# Stated goal:
Exactly and only the lines from the one containing "the broom bristle" through the close of the entries below are to be set down.

Coordinate labeling data:
<<<<

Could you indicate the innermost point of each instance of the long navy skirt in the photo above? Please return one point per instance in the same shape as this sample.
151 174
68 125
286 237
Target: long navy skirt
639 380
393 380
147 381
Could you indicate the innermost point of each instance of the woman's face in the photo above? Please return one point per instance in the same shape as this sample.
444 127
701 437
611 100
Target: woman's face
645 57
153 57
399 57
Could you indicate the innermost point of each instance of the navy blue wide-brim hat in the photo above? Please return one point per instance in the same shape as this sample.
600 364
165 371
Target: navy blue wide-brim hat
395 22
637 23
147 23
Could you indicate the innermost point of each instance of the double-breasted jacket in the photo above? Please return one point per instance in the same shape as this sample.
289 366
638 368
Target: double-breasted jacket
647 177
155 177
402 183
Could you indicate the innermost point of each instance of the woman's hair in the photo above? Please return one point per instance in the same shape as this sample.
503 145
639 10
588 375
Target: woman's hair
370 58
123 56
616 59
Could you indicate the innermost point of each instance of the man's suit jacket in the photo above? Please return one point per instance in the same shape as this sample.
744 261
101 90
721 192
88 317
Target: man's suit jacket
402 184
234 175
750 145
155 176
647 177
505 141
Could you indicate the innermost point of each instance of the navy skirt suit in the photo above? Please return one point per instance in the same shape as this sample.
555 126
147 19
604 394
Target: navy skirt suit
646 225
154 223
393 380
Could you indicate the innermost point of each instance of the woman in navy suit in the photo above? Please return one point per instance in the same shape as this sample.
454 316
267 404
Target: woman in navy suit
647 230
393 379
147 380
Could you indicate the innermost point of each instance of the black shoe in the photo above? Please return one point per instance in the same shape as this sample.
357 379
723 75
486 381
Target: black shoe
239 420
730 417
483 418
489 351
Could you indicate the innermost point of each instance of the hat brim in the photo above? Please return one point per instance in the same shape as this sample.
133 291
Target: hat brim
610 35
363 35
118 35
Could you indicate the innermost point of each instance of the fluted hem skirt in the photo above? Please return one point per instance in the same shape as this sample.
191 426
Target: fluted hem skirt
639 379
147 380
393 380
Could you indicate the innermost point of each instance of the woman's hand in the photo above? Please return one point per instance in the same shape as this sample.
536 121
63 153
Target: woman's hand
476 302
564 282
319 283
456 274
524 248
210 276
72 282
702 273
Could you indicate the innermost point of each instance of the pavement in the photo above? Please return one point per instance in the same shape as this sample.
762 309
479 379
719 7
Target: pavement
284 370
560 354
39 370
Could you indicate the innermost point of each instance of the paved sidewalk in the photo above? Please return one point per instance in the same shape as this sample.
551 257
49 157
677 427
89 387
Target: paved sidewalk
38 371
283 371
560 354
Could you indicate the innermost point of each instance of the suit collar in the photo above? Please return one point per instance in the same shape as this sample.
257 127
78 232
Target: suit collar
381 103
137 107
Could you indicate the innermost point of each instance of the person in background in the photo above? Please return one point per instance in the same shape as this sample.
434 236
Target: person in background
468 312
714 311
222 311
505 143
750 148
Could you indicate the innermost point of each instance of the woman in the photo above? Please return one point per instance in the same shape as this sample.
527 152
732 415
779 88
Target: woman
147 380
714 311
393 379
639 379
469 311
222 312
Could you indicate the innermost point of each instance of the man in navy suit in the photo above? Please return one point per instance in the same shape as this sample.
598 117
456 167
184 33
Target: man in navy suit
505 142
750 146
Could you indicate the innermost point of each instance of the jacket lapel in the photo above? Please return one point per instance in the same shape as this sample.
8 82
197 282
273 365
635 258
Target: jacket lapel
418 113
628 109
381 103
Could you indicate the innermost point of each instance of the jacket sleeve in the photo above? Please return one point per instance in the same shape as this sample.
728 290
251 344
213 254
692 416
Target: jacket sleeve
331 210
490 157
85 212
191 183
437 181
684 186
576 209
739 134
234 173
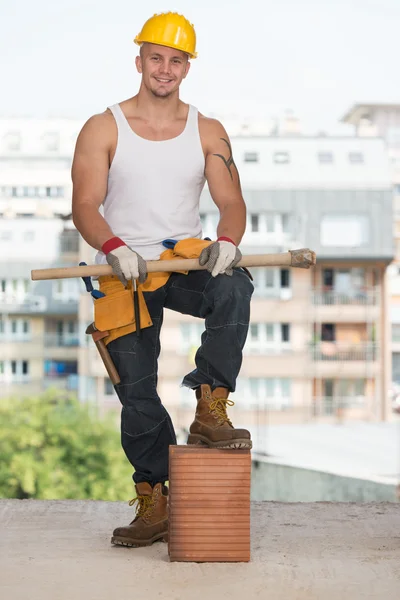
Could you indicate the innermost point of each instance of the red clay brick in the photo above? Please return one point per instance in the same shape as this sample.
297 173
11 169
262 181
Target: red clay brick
209 504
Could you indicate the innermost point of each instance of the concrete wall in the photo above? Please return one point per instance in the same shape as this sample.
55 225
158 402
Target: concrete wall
284 483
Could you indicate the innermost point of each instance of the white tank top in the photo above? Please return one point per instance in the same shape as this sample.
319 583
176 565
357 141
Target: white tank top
154 187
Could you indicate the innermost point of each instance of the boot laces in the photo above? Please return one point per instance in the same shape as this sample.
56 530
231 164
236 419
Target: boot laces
144 505
218 407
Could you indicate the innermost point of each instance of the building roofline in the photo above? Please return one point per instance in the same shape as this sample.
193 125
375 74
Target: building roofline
350 115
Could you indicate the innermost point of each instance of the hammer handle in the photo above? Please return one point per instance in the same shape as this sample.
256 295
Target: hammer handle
302 258
108 363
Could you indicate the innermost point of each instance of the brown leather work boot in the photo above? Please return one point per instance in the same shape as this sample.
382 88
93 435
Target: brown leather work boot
211 426
151 521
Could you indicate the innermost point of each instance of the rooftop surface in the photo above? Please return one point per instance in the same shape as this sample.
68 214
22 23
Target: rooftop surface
60 550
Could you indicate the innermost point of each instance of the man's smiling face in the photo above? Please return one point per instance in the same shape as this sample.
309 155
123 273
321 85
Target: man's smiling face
162 68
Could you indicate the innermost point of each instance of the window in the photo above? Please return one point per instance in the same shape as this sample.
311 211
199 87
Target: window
270 223
12 141
254 332
108 387
328 332
327 278
356 158
51 141
285 278
395 332
285 329
273 393
325 157
191 335
254 223
281 158
268 337
251 157
345 230
270 277
285 223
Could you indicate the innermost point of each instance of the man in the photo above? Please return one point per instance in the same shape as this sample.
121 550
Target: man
146 160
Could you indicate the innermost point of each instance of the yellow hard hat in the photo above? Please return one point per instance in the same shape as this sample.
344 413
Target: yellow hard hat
169 29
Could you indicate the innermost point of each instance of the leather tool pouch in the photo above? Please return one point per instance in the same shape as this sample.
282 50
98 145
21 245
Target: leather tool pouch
113 311
116 310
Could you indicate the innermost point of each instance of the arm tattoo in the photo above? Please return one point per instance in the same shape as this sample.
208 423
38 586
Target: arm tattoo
228 163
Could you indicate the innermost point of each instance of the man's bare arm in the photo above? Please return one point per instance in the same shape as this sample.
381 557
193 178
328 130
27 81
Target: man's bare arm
89 177
224 182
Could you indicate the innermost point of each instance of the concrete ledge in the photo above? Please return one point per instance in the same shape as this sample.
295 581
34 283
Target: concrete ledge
60 550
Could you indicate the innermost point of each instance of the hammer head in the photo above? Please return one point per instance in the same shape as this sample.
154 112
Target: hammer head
95 333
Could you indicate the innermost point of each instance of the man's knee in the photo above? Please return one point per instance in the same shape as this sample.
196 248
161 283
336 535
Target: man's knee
143 417
238 284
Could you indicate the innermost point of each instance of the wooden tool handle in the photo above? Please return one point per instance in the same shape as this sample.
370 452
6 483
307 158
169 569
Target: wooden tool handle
303 258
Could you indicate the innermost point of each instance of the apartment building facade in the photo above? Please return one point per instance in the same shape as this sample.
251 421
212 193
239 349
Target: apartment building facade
384 120
318 345
39 337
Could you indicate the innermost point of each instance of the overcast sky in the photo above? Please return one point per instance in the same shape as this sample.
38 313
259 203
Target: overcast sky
256 57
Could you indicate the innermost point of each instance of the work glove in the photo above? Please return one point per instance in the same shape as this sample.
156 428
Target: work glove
220 257
125 262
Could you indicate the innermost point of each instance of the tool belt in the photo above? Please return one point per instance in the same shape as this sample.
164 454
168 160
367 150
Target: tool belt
115 311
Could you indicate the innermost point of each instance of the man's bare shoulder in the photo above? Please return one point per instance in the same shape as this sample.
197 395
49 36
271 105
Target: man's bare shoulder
213 134
100 126
211 126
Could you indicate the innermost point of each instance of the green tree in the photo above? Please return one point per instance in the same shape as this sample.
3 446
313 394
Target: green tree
52 447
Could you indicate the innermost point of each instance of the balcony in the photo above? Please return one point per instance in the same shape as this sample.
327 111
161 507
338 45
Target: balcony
355 306
28 346
342 407
16 304
361 297
345 358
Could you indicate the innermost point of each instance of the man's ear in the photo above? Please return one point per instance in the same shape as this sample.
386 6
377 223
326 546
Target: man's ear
187 69
138 63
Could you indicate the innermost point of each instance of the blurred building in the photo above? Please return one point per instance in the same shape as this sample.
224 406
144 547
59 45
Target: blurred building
318 346
39 335
384 120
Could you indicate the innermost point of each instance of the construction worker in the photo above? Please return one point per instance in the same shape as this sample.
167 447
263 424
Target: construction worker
146 160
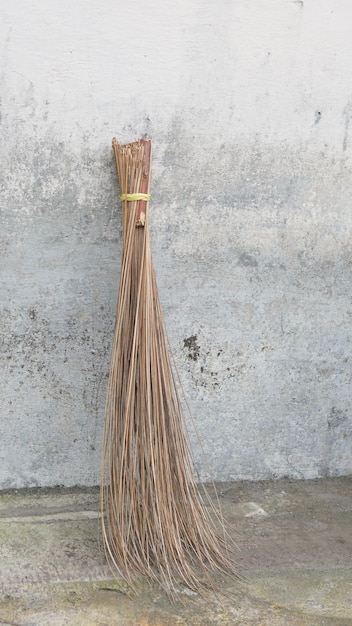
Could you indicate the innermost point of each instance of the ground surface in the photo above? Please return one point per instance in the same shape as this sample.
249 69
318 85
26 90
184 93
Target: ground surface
296 552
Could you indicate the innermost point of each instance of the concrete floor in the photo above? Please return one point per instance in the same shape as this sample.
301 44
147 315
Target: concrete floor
296 551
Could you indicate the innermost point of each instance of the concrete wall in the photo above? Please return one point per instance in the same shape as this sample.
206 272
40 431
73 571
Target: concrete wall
249 103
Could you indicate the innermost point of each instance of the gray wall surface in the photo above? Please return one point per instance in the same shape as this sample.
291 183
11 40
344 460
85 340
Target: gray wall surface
249 106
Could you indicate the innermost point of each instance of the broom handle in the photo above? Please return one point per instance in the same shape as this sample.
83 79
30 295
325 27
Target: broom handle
145 182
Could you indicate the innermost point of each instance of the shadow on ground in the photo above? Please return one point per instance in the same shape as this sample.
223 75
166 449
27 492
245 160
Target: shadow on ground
296 553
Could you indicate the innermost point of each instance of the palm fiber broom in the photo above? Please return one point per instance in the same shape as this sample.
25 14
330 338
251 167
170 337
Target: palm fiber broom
153 519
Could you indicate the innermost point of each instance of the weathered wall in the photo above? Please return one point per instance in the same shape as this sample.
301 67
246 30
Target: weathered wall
249 104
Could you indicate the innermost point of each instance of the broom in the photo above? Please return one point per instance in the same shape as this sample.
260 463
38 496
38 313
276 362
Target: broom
154 522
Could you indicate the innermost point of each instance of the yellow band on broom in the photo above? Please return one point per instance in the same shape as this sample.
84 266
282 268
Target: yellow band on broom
132 197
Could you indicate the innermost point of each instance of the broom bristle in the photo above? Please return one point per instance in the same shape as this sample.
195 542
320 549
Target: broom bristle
154 522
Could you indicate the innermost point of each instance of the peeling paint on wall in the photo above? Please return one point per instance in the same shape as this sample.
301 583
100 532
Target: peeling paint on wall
251 228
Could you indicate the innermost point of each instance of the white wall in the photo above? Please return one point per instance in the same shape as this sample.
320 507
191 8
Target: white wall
249 105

>>>>

# Task output:
Could you indicate the innermost point of each instance of the broom bristle in the photo above? Please return one point per instance in the same shape as this sample.
195 542
320 549
Target: broom bristle
154 522
Could you indicate the innermost point of each instance of the peeling paint on wall in the photo above? Please return one point per instance in the same shape as this sample.
301 583
100 532
Target: peeling paint on wall
251 228
Could you indicate the innermost point of each instance of the white wall in the photo above? Please return one point per instance in the same shape as this sample.
320 507
191 8
Target: white wall
249 105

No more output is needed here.